Return the data below verbatim, keeping every line as it appears.

(Raw records)
----------
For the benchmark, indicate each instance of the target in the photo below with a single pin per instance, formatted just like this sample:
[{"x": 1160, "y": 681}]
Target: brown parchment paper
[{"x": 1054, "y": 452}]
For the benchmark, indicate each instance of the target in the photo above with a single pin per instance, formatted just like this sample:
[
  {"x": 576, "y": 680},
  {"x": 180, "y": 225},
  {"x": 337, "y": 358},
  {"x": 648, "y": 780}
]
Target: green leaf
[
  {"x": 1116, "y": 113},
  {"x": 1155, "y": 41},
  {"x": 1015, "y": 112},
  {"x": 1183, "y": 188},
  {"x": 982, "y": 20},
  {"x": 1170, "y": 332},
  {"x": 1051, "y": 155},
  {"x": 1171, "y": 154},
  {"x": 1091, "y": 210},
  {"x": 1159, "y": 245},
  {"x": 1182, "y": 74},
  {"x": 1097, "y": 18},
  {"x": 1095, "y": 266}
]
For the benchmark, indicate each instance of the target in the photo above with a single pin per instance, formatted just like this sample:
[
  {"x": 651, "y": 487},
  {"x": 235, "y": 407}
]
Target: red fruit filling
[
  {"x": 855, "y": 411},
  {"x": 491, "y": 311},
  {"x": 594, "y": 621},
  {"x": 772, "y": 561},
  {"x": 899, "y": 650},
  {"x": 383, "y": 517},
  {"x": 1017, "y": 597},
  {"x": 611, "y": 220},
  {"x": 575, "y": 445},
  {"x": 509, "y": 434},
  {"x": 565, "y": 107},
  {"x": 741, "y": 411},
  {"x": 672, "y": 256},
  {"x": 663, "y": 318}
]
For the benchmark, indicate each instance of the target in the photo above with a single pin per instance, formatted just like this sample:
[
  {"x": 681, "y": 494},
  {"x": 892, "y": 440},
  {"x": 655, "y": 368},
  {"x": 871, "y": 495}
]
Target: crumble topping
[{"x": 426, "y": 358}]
----------
◆ Response:
For the benchmark, indicate each instance of the target in the photo below with a single pin per instance, formatted just like this sample:
[{"x": 1160, "y": 681}]
Target: brown parchment paper
[{"x": 1054, "y": 452}]
For the benchmark, indicate each instance of the target in the photo above with a single pin per instance, formatted just like this sample:
[
  {"x": 576, "y": 680},
  {"x": 180, "y": 225},
  {"x": 337, "y": 358},
  {"x": 648, "y": 780}
]
Target: green leaf
[
  {"x": 1116, "y": 113},
  {"x": 1155, "y": 41},
  {"x": 1015, "y": 112},
  {"x": 1183, "y": 188},
  {"x": 982, "y": 20},
  {"x": 1170, "y": 332},
  {"x": 1051, "y": 155},
  {"x": 1171, "y": 154},
  {"x": 1091, "y": 210},
  {"x": 1159, "y": 245},
  {"x": 1182, "y": 74},
  {"x": 1097, "y": 18},
  {"x": 1095, "y": 266}
]
For the benchmark, indicate each instance of the target in the photo above with a single pin per instance, formatted just like this sample:
[
  {"x": 651, "y": 487},
  {"x": 235, "y": 407}
]
Target: red fruit filling
[
  {"x": 855, "y": 411},
  {"x": 491, "y": 311},
  {"x": 594, "y": 621},
  {"x": 772, "y": 561},
  {"x": 899, "y": 650},
  {"x": 383, "y": 517},
  {"x": 1017, "y": 597},
  {"x": 611, "y": 220},
  {"x": 575, "y": 445},
  {"x": 509, "y": 434},
  {"x": 565, "y": 107},
  {"x": 741, "y": 411},
  {"x": 672, "y": 256},
  {"x": 663, "y": 318}
]
For the benchmark, indicate each instance of the target in the photo above with a single pin per instance, formatted just like this sample:
[
  {"x": 681, "y": 494},
  {"x": 892, "y": 440},
  {"x": 655, "y": 368},
  {"x": 871, "y": 495}
]
Target: crumble topping
[{"x": 426, "y": 358}]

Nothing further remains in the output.